(Rows from a dataset)
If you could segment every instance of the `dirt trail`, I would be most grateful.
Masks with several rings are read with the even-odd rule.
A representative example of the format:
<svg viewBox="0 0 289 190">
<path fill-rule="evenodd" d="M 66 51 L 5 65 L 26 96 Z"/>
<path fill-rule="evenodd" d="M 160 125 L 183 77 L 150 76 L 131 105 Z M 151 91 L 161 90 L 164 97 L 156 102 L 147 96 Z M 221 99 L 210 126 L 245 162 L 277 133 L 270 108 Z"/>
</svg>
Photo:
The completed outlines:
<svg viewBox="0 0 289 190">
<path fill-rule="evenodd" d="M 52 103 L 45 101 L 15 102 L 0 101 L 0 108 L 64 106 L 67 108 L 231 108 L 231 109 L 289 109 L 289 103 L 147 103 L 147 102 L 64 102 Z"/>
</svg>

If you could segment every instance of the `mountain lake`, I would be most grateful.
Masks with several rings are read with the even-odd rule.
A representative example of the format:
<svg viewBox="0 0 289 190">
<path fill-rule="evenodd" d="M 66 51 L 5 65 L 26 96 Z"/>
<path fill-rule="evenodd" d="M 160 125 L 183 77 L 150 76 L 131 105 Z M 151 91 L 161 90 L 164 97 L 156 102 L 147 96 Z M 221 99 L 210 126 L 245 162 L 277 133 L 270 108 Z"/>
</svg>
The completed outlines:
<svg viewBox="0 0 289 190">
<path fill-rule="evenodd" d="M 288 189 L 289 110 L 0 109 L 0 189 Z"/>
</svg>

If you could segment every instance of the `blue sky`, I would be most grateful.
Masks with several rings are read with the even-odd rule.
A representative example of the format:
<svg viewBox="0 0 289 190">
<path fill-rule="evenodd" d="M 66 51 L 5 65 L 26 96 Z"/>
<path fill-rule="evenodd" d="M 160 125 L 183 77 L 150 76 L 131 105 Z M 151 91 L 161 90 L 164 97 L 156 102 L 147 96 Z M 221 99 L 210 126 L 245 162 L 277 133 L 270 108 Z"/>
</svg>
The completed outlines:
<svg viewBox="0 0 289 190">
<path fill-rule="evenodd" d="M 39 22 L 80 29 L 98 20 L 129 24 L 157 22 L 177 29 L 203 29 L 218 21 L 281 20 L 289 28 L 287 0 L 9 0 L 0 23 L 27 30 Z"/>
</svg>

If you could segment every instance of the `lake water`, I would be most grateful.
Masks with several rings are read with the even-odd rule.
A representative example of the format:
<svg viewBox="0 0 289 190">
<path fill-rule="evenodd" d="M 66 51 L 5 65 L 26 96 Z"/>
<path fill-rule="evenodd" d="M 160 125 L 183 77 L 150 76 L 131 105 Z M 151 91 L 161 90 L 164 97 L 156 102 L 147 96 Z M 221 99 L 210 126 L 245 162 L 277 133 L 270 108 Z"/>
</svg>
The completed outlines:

What to produce: Show each line from the rows above that contains the word "segment", copying every one in full.

Expected answer:
If you could segment every instance of the `dirt trail`, I would be most grateful.
If you could segment every instance of the `mountain lake`, I would be most grateful.
If you could segment every instance of the `blue sky`, I would be most grateful.
If you could segment every instance of the `lake water`, I would be most grateful.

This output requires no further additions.